Texto do documento.
::::

AJDesCargEle - 0600205-54.2021.6.21.0000 - Voto Vista - Sessão: 05/04/2022 às 14:00

DECLARAÇÃO DE VOTO

 

Eminentes colegas:

O pedido de vista destes autos me permitiu refletir com mais vagar acerca da ação de justificação de desfiliação partidária que aqui se examina, sobretudo diante da recente alteração no estatuto jurídico da fidelidade partidária e suas repercussões.

O Des. Eleitoral Gerson Fischmann consignou em seu culto voto, em apertada síntese, que a carta de anuência de desfiliação assinada pela presidente do Partido Trabalhista Brasileio – PTB, Graciela Nienov, datada em 1º.12.2021, juntada em momento posterior à propositura da presente ação, nada menciona sobre a manutenção do cargo eletivo, carecendo de verossimilhança o seu conteúdo com o pedido postulado, embora a requerente alegue que o documento comprova a anuência do partido com a sua desfiliação.

::::

Registros exibidos.
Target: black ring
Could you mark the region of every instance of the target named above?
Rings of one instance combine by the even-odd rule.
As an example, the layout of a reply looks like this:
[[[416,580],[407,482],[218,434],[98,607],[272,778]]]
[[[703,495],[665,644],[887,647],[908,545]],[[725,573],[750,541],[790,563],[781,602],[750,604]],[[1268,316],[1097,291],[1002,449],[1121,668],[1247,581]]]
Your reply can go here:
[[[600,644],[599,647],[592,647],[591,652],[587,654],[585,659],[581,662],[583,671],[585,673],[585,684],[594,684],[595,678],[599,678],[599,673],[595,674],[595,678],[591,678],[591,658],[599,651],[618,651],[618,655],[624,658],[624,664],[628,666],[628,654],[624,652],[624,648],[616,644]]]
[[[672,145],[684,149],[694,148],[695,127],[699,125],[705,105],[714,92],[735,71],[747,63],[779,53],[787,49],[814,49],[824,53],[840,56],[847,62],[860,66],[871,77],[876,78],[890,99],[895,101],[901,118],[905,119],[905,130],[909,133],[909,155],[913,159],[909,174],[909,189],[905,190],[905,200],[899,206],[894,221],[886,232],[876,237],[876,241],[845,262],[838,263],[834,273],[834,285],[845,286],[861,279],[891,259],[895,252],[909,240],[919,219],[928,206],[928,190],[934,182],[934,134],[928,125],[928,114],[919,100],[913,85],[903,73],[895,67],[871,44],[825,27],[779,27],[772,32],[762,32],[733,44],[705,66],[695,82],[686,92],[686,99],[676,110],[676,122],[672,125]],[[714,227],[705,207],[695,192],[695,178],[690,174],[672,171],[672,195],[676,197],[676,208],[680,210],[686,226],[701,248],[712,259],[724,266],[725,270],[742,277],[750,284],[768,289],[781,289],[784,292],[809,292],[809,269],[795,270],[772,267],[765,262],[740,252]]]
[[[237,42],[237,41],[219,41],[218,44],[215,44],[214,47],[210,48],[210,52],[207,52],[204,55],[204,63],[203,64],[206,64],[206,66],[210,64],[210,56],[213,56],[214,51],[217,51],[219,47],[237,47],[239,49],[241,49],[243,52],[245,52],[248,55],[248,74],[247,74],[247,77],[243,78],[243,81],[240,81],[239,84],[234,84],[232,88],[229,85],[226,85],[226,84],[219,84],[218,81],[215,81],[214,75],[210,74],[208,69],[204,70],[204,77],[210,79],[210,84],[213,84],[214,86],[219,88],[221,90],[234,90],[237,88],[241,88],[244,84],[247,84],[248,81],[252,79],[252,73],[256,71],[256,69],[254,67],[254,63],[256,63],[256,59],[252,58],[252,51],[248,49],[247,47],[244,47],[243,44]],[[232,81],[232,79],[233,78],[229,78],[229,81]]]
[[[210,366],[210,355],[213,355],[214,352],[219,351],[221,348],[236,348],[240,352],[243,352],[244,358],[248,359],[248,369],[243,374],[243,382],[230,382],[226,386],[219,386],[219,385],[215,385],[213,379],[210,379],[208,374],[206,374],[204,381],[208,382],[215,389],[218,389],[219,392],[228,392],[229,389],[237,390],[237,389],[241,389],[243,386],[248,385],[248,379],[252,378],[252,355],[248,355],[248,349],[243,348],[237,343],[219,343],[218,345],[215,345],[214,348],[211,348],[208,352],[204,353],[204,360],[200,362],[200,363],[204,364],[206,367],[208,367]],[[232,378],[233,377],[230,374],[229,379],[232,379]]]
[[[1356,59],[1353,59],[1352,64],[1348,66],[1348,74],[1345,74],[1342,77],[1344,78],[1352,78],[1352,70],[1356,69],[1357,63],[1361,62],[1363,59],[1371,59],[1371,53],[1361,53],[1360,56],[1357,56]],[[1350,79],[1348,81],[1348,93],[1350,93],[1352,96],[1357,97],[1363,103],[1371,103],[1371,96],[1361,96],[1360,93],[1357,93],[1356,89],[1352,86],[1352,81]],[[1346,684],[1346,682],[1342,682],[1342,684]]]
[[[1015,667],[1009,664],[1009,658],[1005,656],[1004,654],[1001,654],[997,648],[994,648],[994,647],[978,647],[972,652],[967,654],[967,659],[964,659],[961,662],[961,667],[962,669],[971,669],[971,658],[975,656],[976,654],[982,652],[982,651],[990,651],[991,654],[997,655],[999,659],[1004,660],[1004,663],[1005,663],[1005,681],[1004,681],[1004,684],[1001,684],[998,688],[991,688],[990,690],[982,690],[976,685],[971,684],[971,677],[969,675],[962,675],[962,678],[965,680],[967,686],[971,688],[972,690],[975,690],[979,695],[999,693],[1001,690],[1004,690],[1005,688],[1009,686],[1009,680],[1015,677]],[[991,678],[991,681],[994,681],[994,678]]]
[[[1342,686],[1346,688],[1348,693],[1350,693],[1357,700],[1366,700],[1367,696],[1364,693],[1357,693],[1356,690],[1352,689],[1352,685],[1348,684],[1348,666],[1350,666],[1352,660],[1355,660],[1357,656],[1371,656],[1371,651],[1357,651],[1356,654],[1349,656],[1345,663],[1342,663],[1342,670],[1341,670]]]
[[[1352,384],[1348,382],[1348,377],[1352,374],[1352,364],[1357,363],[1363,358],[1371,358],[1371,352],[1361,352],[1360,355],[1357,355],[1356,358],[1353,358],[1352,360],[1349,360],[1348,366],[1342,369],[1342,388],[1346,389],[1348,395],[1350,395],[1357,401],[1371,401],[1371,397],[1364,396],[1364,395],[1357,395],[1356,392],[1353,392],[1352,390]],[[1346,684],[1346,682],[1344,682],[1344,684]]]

::::

Exercício. Edite o trecho da declaração de voto começando em "O pedido de" e seguindo até "e suas repercussões.", trocando "vagar" por "calma". A listagem não guarda relação com a declaração de voto.

Resultado da tarefa.
O pedido de vista destes autos me permitiu refletir com mais calma acerca da ação de justificação de desfiliação partidária que aqui se examina, sobretudo diante da recente alteração no estatuto jurídico da fidelidade partidária e suas repercussões.